Ketentuan Tugas =>
1. Bisakah Anda menyalin tanpa perubahan bagian kutipan tentang pupuk organik cair, mulai dari kata-kata yang memuat "Salah satu fokus" dan berhenti setelah "Cidahu dan Cigugur."?
2. Bagaimana kalimat dari kutipan tentang pupuk organik cair ini diterjemahkan ke dalam bahasa Inggris: "Lebih lanjut, Dr Wahyu mengungkapkan bahwa pupuk organik cair yang kini digunakan secara nasional ternyata berasal dari Kabupaten Kuningan."?

Kutipan Halaman =>
=======

"Saya ingin petani Kuningan mulai meninggalkan cara bertani lama yang terlalu bergantung pada pupuk kimia. Kita bisa beralih ke metode yang lebih hemat, sehat, dan tetap produktif,”tegas Dr Wahyu, Jumat (11/7).
Salah satu fokus utama dalam SL Tematik tahun ini adalah penerapan penggunaan POC, yang terbukti mampu menekan kebutuhan pupuk kimia hingga 50 persen. Dari biasanya 250 kg per hektare, kini hanya perlu sekitar 125 kg pupuk kimia jika dikombinasikan dengan POC.
Lebih lanjut, Dr Wahyu mengungkapkan bahwa pupuk organik cair yang kini digunakan secara nasional ternyata berasal dari Kabupaten Kuningan. POC tersebut diproduksi di pabrik pengolahan di Kecamatan Cidahu, dengan bahan baku utama berupa limbah kotoran sapi dari wilayah Cidahu dan Cigugur.

=======

Data yang Disediakan =>

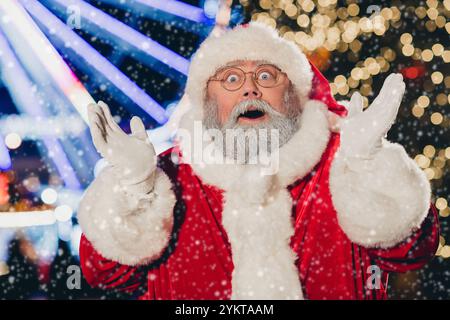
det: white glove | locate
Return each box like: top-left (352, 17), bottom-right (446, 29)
top-left (339, 73), bottom-right (405, 160)
top-left (88, 101), bottom-right (156, 194)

=======

Jawaban =>
1.
Salah satu fokus utama dalam SL Tematik tahun ini adalah penerapan penggunaan POC, yang terbukti mampu menekan kebutuhan pupuk kimia hingga 50 persen. Dari biasanya 250 kg per hektare, kini hanya perlu sekitar 125 kg pupuk kimia jika dikombinasikan dengan POC.
Lebih lanjut, Dr Wahyu mengungkapkan bahwa pupuk organik cair yang kini digunakan secara nasional ternyata berasal dari Kabupaten Kuningan. POC tersebut diproduksi di pabrik pengolahan di Kecamatan Cidahu, dengan bahan baku utama berupa limbah kotoran sapi dari wilayah Cidahu dan Cigugur.

2. Furthermore, Dr Wahyu revealed that the liquid organic fertilizer now used nationwide turns out to come from Kuningan Regency.